*Instructions for the task*. Write out an exact copy of the line with "If you could point to the metal" and of each line after it, through the end of the records below.

Start of Task inputs

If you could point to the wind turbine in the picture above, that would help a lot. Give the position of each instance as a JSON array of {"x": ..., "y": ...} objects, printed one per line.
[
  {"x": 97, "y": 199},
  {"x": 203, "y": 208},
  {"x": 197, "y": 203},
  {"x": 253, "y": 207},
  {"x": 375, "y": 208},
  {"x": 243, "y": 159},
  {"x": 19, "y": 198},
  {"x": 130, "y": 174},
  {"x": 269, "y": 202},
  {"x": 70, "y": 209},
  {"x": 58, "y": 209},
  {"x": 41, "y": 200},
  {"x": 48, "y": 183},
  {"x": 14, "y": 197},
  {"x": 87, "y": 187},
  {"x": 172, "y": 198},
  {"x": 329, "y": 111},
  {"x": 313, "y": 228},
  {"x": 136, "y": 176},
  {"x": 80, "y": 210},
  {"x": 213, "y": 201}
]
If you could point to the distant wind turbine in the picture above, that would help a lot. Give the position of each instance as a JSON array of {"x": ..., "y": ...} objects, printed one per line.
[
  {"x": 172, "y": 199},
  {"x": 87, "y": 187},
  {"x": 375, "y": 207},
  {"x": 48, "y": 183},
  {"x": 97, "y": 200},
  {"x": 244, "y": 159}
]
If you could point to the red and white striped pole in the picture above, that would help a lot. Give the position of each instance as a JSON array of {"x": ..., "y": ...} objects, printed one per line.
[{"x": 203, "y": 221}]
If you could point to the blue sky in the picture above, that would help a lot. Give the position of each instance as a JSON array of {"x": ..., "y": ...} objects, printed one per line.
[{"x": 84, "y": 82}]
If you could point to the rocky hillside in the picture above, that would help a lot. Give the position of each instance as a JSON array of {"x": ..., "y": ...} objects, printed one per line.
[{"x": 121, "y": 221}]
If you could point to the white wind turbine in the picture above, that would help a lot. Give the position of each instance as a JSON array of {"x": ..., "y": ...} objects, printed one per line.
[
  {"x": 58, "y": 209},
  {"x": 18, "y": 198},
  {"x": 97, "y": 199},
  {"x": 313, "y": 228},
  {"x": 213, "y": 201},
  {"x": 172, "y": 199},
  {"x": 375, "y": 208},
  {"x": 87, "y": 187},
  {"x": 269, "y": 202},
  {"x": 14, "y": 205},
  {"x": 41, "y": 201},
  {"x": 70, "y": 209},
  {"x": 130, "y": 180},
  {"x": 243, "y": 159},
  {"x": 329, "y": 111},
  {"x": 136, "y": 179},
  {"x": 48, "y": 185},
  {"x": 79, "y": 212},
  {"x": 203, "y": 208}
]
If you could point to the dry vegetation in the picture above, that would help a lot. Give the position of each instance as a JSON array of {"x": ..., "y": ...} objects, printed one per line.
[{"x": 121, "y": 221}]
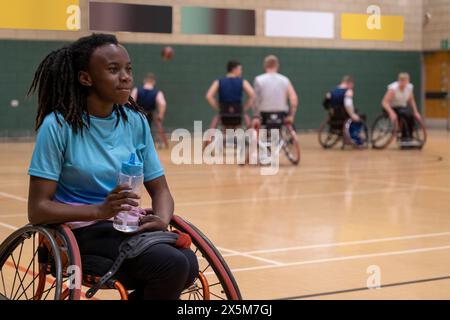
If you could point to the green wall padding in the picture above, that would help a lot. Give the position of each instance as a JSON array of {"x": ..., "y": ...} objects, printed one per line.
[{"x": 188, "y": 75}]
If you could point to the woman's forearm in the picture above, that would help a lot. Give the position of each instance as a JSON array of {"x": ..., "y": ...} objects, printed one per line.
[
  {"x": 162, "y": 201},
  {"x": 163, "y": 205}
]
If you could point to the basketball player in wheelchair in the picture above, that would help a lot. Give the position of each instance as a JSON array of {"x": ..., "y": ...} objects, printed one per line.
[{"x": 343, "y": 121}]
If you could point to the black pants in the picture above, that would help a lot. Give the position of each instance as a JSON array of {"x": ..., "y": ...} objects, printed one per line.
[
  {"x": 160, "y": 272},
  {"x": 406, "y": 119}
]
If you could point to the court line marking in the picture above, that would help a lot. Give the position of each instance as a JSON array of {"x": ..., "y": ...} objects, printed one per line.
[
  {"x": 340, "y": 244},
  {"x": 329, "y": 293},
  {"x": 390, "y": 184},
  {"x": 242, "y": 254},
  {"x": 344, "y": 258},
  {"x": 11, "y": 196},
  {"x": 302, "y": 196},
  {"x": 8, "y": 226},
  {"x": 15, "y": 215}
]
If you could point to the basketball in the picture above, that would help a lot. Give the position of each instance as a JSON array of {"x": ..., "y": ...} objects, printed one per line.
[{"x": 167, "y": 53}]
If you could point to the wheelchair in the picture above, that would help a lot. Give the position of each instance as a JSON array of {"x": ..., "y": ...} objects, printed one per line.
[
  {"x": 384, "y": 131},
  {"x": 43, "y": 262},
  {"x": 230, "y": 116},
  {"x": 287, "y": 133},
  {"x": 338, "y": 126}
]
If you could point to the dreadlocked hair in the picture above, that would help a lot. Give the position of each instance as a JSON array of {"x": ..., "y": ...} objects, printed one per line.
[{"x": 59, "y": 91}]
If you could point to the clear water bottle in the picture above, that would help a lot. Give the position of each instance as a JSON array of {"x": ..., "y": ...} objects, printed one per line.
[{"x": 132, "y": 175}]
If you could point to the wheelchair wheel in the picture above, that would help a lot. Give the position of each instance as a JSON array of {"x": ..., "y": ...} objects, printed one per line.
[
  {"x": 215, "y": 280},
  {"x": 383, "y": 132},
  {"x": 419, "y": 135},
  {"x": 291, "y": 147},
  {"x": 362, "y": 138},
  {"x": 328, "y": 137},
  {"x": 34, "y": 265}
]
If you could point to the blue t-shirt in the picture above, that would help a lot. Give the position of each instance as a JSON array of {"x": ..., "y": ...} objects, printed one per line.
[
  {"x": 230, "y": 90},
  {"x": 87, "y": 166}
]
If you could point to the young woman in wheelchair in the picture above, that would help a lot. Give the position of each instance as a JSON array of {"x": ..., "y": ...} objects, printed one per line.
[
  {"x": 399, "y": 102},
  {"x": 87, "y": 125}
]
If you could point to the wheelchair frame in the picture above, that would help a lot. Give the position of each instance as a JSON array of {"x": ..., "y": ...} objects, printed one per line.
[
  {"x": 59, "y": 263},
  {"x": 395, "y": 131}
]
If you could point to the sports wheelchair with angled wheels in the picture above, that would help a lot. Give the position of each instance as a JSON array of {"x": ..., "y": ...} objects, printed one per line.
[
  {"x": 338, "y": 126},
  {"x": 43, "y": 262},
  {"x": 384, "y": 131},
  {"x": 230, "y": 116},
  {"x": 288, "y": 140}
]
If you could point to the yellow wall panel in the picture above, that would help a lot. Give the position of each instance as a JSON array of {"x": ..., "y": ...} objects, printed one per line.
[
  {"x": 40, "y": 15},
  {"x": 354, "y": 27}
]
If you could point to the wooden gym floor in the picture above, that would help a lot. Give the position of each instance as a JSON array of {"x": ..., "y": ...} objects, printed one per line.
[{"x": 312, "y": 231}]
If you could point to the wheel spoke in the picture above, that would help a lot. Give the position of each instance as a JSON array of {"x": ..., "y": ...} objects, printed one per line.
[
  {"x": 3, "y": 282},
  {"x": 32, "y": 282},
  {"x": 221, "y": 298},
  {"x": 49, "y": 289},
  {"x": 26, "y": 273},
  {"x": 15, "y": 274},
  {"x": 209, "y": 265}
]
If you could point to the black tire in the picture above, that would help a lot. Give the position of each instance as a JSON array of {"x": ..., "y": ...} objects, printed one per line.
[
  {"x": 291, "y": 147},
  {"x": 328, "y": 137},
  {"x": 8, "y": 249}
]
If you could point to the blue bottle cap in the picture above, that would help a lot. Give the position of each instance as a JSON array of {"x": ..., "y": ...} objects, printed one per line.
[{"x": 132, "y": 167}]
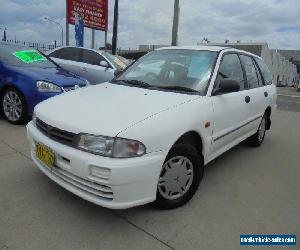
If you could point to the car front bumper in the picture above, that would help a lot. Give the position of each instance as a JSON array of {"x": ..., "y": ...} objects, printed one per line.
[{"x": 108, "y": 182}]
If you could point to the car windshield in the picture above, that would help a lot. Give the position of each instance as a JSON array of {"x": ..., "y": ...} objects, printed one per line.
[
  {"x": 173, "y": 69},
  {"x": 23, "y": 57},
  {"x": 118, "y": 63}
]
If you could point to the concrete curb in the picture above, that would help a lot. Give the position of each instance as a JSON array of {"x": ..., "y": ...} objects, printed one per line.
[{"x": 294, "y": 96}]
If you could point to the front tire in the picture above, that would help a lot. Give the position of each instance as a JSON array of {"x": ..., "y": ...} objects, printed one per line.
[
  {"x": 13, "y": 106},
  {"x": 180, "y": 177},
  {"x": 257, "y": 139}
]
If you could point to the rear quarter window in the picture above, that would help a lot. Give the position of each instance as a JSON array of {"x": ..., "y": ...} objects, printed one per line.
[{"x": 264, "y": 71}]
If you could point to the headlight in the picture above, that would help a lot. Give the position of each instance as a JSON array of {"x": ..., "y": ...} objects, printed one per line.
[
  {"x": 34, "y": 118},
  {"x": 43, "y": 86},
  {"x": 87, "y": 83},
  {"x": 111, "y": 147}
]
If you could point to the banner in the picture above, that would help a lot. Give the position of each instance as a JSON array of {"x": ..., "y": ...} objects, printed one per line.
[
  {"x": 79, "y": 29},
  {"x": 93, "y": 12}
]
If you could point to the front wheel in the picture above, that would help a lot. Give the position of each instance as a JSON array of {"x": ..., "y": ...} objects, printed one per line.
[
  {"x": 14, "y": 106},
  {"x": 180, "y": 177},
  {"x": 257, "y": 139}
]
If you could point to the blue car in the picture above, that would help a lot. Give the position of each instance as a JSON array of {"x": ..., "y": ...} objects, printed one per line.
[{"x": 28, "y": 77}]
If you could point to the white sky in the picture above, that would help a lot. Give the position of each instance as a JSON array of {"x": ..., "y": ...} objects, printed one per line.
[{"x": 276, "y": 22}]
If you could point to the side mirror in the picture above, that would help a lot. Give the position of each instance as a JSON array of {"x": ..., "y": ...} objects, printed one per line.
[
  {"x": 227, "y": 86},
  {"x": 104, "y": 64},
  {"x": 118, "y": 72}
]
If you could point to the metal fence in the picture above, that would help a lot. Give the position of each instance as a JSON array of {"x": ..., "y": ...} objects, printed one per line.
[{"x": 34, "y": 45}]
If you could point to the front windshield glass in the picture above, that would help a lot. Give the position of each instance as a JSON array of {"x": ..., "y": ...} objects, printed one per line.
[
  {"x": 24, "y": 57},
  {"x": 119, "y": 64},
  {"x": 173, "y": 68}
]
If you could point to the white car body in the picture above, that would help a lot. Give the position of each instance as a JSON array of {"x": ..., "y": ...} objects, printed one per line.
[{"x": 155, "y": 118}]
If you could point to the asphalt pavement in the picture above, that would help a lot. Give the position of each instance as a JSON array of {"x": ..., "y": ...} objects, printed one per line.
[{"x": 244, "y": 191}]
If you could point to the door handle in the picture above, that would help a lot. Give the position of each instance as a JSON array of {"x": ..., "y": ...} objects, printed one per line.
[{"x": 247, "y": 99}]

End of Task inputs

*Written solution*.
If you could point to the metal fence in the picture above, that would help a lot. Give the position of each instance as a JSON array of {"x": ..., "y": ...} objects, printed one per line.
[{"x": 34, "y": 45}]
If you could point to the front windshield glass in the picture above, that would help a lot. Give the position of each instance as a JSON array of {"x": ..., "y": ...} objects, printed one per line.
[
  {"x": 24, "y": 57},
  {"x": 119, "y": 64},
  {"x": 173, "y": 68}
]
If you could point to the white car body in the picture above, that would help a lot. Give the position of each instance as a JSON array of {"x": ..., "y": ...} objects, printed one per line.
[{"x": 155, "y": 118}]
If you could point to the asphalt pavement in the picture above, that would help a lot. Give the position of each instance as a JSON array of {"x": ..., "y": ...} objects, printed one per line.
[{"x": 244, "y": 191}]
If you could point to the door handle in the picture above, that would help a lot. Give the position of each instance as a JSON array of {"x": ..., "y": ...} objects, printed one per line.
[{"x": 247, "y": 99}]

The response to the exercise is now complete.